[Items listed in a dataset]

=====

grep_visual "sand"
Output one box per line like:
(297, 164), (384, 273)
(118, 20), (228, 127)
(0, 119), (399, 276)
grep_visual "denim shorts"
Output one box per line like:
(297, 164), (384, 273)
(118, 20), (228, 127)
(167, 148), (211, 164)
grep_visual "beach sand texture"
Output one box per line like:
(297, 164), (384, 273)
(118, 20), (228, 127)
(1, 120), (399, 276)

=====

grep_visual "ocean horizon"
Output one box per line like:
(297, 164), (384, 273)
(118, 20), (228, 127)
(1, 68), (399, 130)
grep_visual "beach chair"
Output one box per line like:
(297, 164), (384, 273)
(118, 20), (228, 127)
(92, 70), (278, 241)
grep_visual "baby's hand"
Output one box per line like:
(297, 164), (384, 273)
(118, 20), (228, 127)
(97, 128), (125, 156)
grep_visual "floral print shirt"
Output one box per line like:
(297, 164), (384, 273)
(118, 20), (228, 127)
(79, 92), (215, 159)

=====

**Work order**
Count the lines above that contain "sand" and reply with the figure alone.

**Reply to the task**
2